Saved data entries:
-- start --
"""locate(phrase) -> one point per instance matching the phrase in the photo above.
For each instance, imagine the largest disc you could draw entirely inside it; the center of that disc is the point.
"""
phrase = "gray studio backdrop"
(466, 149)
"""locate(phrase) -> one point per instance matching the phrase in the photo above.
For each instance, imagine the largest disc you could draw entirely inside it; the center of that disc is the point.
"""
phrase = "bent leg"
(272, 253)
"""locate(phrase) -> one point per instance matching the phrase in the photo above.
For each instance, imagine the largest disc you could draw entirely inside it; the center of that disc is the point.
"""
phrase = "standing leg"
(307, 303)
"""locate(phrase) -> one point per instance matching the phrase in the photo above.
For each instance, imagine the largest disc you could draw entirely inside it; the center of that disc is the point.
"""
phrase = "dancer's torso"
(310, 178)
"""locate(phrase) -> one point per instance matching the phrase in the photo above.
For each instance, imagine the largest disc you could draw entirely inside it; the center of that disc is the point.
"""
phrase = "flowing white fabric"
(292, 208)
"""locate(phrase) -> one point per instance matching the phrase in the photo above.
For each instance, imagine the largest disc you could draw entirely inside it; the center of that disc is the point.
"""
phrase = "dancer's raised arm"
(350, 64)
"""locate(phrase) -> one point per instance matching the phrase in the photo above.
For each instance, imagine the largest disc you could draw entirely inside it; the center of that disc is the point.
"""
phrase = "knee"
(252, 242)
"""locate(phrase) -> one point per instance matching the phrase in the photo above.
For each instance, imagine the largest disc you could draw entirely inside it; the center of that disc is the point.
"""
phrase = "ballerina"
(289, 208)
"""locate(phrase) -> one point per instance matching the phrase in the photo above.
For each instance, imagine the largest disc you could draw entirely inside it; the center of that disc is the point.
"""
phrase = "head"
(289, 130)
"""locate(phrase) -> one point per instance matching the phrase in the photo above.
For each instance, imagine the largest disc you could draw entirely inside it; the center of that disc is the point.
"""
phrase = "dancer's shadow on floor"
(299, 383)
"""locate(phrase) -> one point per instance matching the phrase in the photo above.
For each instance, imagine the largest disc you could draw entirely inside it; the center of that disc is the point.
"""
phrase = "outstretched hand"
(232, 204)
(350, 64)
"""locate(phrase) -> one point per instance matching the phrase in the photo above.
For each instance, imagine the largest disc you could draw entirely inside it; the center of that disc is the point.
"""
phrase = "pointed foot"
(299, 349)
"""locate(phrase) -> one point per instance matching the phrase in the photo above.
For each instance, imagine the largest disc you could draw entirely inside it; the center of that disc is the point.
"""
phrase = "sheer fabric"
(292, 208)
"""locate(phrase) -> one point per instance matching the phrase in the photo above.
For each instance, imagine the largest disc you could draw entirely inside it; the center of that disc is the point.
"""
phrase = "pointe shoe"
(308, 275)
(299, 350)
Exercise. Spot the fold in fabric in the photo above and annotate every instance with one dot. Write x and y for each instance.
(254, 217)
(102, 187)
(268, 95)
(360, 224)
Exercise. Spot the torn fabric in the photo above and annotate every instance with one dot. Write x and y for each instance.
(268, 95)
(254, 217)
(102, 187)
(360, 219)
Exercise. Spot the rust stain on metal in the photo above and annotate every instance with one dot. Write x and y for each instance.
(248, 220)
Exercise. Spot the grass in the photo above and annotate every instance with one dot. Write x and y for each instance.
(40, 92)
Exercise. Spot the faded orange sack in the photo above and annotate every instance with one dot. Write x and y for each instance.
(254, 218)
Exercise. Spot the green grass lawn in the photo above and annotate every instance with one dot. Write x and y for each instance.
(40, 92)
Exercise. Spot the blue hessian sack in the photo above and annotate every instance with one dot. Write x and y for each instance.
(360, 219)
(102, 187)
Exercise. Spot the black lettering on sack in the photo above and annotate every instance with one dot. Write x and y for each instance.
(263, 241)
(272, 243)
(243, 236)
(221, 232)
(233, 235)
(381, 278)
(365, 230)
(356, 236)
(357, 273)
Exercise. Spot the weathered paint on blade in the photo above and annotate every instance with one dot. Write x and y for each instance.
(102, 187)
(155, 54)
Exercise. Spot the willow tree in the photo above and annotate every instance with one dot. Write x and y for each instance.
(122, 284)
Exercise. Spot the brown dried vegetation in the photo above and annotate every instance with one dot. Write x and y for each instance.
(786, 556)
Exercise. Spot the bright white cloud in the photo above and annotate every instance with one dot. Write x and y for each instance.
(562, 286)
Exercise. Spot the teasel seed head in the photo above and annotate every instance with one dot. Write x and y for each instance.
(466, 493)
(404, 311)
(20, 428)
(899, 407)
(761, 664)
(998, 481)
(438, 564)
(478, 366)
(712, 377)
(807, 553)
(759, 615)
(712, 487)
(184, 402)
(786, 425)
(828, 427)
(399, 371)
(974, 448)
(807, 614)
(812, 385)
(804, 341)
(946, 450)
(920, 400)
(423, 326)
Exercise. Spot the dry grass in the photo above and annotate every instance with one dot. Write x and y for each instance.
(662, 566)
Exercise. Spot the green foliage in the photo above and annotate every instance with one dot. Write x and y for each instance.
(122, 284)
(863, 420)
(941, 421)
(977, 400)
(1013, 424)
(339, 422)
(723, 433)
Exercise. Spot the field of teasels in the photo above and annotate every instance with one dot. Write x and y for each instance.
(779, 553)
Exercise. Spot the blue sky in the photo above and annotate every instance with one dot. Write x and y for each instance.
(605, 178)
-- end --
- **Given exercise**:
Transcribe the material above word for word.

- **Solution**:
"""locate(phrase) -> one point per instance matching the phrase in the photo above.
For each instance, imagine the largest disc you could draw entirely inside it; the center of that disc is the point.
"""
phrase = "gray studio backdrop"
(466, 149)
"""locate(phrase) -> one point per instance matching the phrase in the photo above.
For each instance, imagine the largest disc you could draw entirely inside it; the center of that disc is the point.
"""
phrase = "bent leg"
(272, 253)
"""locate(phrase) -> one point per instance matching the phrase in the photo above.
For each instance, imagine the largest disc you could draw entirely inside it; the center of that disc is the point.
"""
phrase = "standing leg"
(307, 303)
"""locate(phrase) -> one point per instance matching the phrase in the photo above.
For each instance, imagine the largest disc you could draw entirely inside it; the center of that disc is the point.
"""
phrase = "dancer's torso"
(310, 178)
"""locate(phrase) -> one point per instance matching the phrase in the photo above.
For each instance, imagine the largest disc you could draw entirely inside it; the center of that disc is the point.
"""
phrase = "flowing white fabric"
(292, 208)
"""locate(phrase) -> one point per instance matching the phrase in the photo above.
For each instance, imagine the largest disc you could draw entirely inside it; the center of that disc is the point.
"""
phrase = "dancer's raised arm"
(350, 64)
"""locate(phrase) -> one point per instance matching the phrase in the photo above.
For each instance, imagine the largest disc you could draw entirely inside it; the center of that disc is the point.
"""
phrase = "knee"
(252, 242)
"""locate(phrase) -> one point per instance matching the phrase in the photo above.
For each instance, imagine the largest disc you could draw entirely inside it; the center of that disc is the point.
"""
phrase = "ballerina"
(289, 208)
"""locate(phrase) -> one point per instance matching the phrase in the photo above.
For each instance, imagine the largest disc you could draw entirely inside it; the center of that disc is the point.
"""
phrase = "head"
(289, 130)
"""locate(phrase) -> one point per instance matching the phrase in the photo above.
For each instance, imagine the largest disc you could draw entirely inside it; the center of that disc is the point.
"""
phrase = "dancer's shadow on floor"
(299, 383)
"""locate(phrase) -> one point per instance matching the phrase in the photo above.
For each instance, imagine the largest disc you could draw entirely inside it; the center of that disc is the point.
"""
phrase = "outstretched hand"
(232, 204)
(350, 64)
"""locate(phrase) -> one point per instance matching the phrase in the photo above.
For each instance, imagine the largest disc you could draw entirely inside it; the center of that disc is the point.
"""
phrase = "pointed foot"
(299, 349)
"""locate(phrase) -> one point per instance matching the phrase in the photo above.
For each instance, imagine the largest disc you could draw entirely inside it; the center of that disc is the point.
"""
phrase = "sheer fabric"
(292, 208)
"""locate(phrase) -> one point per instance matching the phrase in the photo above.
For each instance, imagine the largest disc you could draw entirely inside it; the center of that disc is the point.
"""
phrase = "pointe shoe"
(308, 275)
(299, 350)
Exercise. Spot the fold in fabric in the photo above and annotate every instance with one dot. Write x and y for each instance.
(254, 217)
(102, 187)
(268, 95)
(360, 224)
Exercise. Spot the torn fabric in the photo above and annotate every instance with one dot. Write x and y for each instance.
(268, 95)
(254, 217)
(102, 187)
(360, 219)
Exercise. Spot the rust stain on metal in the photo above and annotate every instance with one dot. Write x and y for each instance.
(248, 220)
Exercise. Spot the grass in the photo above and annotate every instance with one dot. Write x and y for each instance.
(40, 92)
Exercise. Spot the faded orange sack in the photo above and annotate every instance with one dot. Write x and y for each instance.
(254, 218)
Exercise. Spot the green grass lawn in the photo above and annotate every instance with one dot. Write x and y for each instance.
(40, 92)
Exercise. Spot the blue hessian sack in the photo above and annotate every instance with one dot. Write x and y for each instance.
(360, 219)
(102, 187)
Exercise. Spot the black lettering on sack in the photo above and annotate every instance with one dot. Write x and y for each instance.
(263, 241)
(272, 243)
(243, 236)
(221, 232)
(233, 235)
(381, 278)
(365, 230)
(356, 236)
(357, 273)
Exercise. Spot the weathered paint on blade in the photo above and annotate every instance with one dot. Write x and y for each instance.
(102, 187)
(155, 54)
Exercise. Spot the willow tree in the photo above and annotate every instance with one dot. Write x and y for each instance.
(122, 284)
Exercise. Spot the brown dried vegetation in the photo above and annotate every instance with one dot. Write x and y for each instance.
(786, 556)
Exercise. Spot the bright white cloud in the photo above and annotate every instance with one dot. Write x and y for each instance.
(562, 286)
Exercise. Spot the teasel seed head in the photo above and annotate every instance with one dot. Write x and y for each instance.
(466, 493)
(404, 311)
(20, 428)
(899, 407)
(761, 664)
(998, 481)
(438, 564)
(478, 366)
(712, 377)
(807, 553)
(759, 615)
(712, 487)
(184, 402)
(786, 425)
(828, 427)
(399, 371)
(974, 448)
(807, 614)
(812, 385)
(804, 341)
(946, 450)
(920, 400)
(423, 326)
Exercise. Spot the dry grass in the photo above and annotate every instance with one dot. Write x and y for each instance.
(662, 566)
Exercise. Spot the green foliage in the photo above and annotate every instance with one dot. Write x and y for each instance.
(122, 284)
(863, 420)
(941, 421)
(977, 400)
(1013, 424)
(339, 422)
(723, 433)
Exercise. Spot the field of teasels in the photo above and annotate every instance with one dot. Write x and y for each instance.
(779, 553)
Exercise. Spot the blue sky in the photo above and annotate every instance with one dot. Write x and y for each instance.
(605, 178)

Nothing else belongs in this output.